DO THIS:
Render each line of the material below as a string in a JSON list, one string per line, leaving out any blank lines.

INPUT RECORDS:

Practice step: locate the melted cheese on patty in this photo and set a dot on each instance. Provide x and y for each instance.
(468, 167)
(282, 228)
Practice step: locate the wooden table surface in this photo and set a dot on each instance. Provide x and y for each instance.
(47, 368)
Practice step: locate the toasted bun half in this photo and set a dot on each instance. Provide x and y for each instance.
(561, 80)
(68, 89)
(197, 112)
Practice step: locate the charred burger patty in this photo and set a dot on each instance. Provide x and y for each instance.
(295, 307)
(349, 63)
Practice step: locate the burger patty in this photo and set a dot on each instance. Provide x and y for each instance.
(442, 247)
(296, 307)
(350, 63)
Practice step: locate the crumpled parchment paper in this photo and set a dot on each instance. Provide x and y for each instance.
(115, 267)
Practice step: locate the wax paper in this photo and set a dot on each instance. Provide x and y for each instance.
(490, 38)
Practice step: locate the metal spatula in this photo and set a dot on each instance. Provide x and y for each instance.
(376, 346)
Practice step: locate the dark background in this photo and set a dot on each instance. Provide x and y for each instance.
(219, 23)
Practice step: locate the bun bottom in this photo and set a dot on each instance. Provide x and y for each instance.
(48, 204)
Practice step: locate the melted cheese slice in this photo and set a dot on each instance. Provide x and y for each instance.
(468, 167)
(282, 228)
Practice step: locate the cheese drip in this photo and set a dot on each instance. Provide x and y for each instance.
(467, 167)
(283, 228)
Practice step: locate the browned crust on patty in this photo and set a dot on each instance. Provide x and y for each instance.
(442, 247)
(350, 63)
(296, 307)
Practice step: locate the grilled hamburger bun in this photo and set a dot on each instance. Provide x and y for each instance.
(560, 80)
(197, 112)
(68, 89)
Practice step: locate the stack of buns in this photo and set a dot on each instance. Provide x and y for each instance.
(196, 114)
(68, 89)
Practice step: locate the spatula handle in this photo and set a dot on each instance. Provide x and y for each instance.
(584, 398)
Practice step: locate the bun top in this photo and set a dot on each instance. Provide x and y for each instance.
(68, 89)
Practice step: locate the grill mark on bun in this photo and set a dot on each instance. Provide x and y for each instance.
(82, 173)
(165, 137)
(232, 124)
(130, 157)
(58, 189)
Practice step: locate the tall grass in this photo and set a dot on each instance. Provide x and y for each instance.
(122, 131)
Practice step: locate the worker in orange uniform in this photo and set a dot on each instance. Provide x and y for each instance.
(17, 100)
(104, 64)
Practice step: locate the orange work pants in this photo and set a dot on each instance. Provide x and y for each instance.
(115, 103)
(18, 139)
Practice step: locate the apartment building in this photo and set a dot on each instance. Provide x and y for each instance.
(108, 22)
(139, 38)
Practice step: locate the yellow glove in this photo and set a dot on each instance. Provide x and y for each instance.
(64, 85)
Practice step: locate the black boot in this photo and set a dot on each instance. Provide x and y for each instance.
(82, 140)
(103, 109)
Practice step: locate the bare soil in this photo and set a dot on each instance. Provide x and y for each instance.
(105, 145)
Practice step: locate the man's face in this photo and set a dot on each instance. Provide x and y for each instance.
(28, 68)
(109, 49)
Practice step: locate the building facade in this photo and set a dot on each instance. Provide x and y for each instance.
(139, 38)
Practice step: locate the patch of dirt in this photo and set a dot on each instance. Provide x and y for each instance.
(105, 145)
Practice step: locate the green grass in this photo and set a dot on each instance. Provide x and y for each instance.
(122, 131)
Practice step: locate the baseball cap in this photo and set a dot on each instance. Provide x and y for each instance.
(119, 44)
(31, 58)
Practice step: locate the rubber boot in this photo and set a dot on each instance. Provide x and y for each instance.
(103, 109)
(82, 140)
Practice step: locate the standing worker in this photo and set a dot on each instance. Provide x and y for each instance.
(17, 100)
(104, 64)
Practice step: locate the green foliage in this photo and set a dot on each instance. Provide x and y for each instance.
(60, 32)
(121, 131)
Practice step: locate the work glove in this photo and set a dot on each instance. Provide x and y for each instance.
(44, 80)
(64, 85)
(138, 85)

SOLUTION FOR THIS PROBLEM:
[
  "Practice step: locate the melted cheese on patty in this photo and set a dot on each instance. Provide x and y for each instance.",
  "(468, 167)",
  "(282, 228)",
  "Practice step: locate the wooden table surface in this photo and set a dot on each instance. Provide x and y for each instance.",
  "(47, 368)",
  "Practice step: locate the toasted bun half in this photo and set a dot on each instance. Provide x and y for each instance.",
  "(561, 80)",
  "(68, 89)",
  "(197, 112)",
  "Practice step: locate the charred burger patty in this photo and set a dot on each instance. Provide x and y for each instance.",
  "(295, 307)",
  "(349, 63)",
  "Practice step: locate the burger patty in this photo and set a dot on each instance. Provide x and y for each instance.",
  "(442, 247)",
  "(296, 307)",
  "(350, 63)",
  "Practice step: locate the crumpled parchment paper in this photo and set a dot on each instance. Provide x and y for each instance.",
  "(115, 267)",
  "Practice step: locate the wax paper in this photo and set a dot on each instance. Provide x and y for each instance.",
  "(490, 38)",
  "Practice step: locate the metal spatula in this photo and set a dot on each instance. Provide x and y for each instance.",
  "(376, 346)",
  "Practice step: locate the dark background in this photo and set a dot on each instance. Provide x and y for each instance.",
  "(219, 23)",
  "Practice step: locate the bun bottom in this photo and set a dot on each instance. Provide x and y for each instance.",
  "(48, 204)",
  "Practice step: locate the melted cheese slice in this photo and set a dot on each instance. Provide x and y for each instance.",
  "(468, 167)",
  "(282, 228)",
  "Practice step: locate the cheese drip in this photo and set a dot on each instance. Provide x and y for each instance.",
  "(467, 167)",
  "(283, 228)",
  "Practice step: locate the browned crust on patty in this photo and set a dot on each instance. Provide x and y for each instance.",
  "(442, 247)",
  "(350, 63)",
  "(296, 307)",
  "Practice step: locate the grilled hamburger bun in this photo and set a dot on each instance. Provide x and y for each instance.",
  "(560, 80)",
  "(197, 112)",
  "(68, 89)",
  "Practice step: locate the stack of buns in this photo and set a dot on each instance. Provide x and y for each instance.",
  "(196, 114)",
  "(68, 89)",
  "Practice step: locate the spatula handle in this photo and set a dot on each instance. Provide x and y for each instance.",
  "(584, 398)",
  "Practice step: locate the bun top in this photo and set a dot on each instance. Provide x and y for each instance.",
  "(68, 89)",
  "Practice step: locate the grill mark on bun in this photo and set a dot on each instance. Provide x and y for each instance.",
  "(82, 173)",
  "(165, 137)",
  "(232, 124)",
  "(130, 157)",
  "(58, 189)",
  "Practice step: locate the tall grass in this photo and set a dot on each instance. Provide x and y for each instance.",
  "(122, 131)",
  "Practice step: locate the worker in orange uniform in this photo and set a dot on each instance. Provide x and y for each instance.",
  "(17, 100)",
  "(104, 64)",
  "Practice step: locate the orange work pants in this photo and set a dot on each instance. Provide x and y for each instance.",
  "(115, 103)",
  "(18, 139)",
  "Practice step: locate the apartment building in this photo and set a dot on each instance. Provide x and y for each instance.",
  "(108, 22)",
  "(139, 38)",
  "Practice step: locate the yellow glove in this photo and set a dot on each instance. Provide x and y for each instance.",
  "(64, 85)",
  "Practice step: locate the black boot in this photo and set a dot on each instance. Provide x and y for each instance.",
  "(82, 140)",
  "(103, 109)",
  "Practice step: locate the bare soil in this photo and set a dot on each instance. Provide x and y for each instance.",
  "(105, 145)",
  "Practice step: locate the man's face in this photo and set a dot on each instance. Provide x and y for each instance.",
  "(28, 68)",
  "(109, 49)",
  "Practice step: locate the building facade in this photo and set a dot on each instance. Provide x and y for each instance.",
  "(139, 38)",
  "Practice step: locate the patch of dirt in this photo and set a dot on each instance. Provide x and y for each instance.",
  "(105, 145)",
  "Practice step: locate the green grass in this photo and set a dot on each instance. Provide x and y for each instance.",
  "(122, 131)",
  "Practice step: locate the baseball cap in this photo and set a dot on each instance. Provide x and y for each instance.",
  "(119, 44)",
  "(31, 58)",
  "Practice step: locate the rubber boot in this photo and set a dot on each instance. Provide x and y for each instance.",
  "(103, 109)",
  "(82, 140)",
  "Practice step: locate the standing worker in this photo and set a dot on each instance. Provide x and y for each instance.",
  "(17, 100)",
  "(104, 64)",
  "Practice step: locate the green foliage in this photo and set a dot on each instance. Provide x and y for each instance.",
  "(60, 32)",
  "(121, 131)",
  "Practice step: locate the work glove in this photo and set a dot on each instance. Provide x and y for each instance.",
  "(44, 80)",
  "(64, 85)",
  "(138, 85)"
]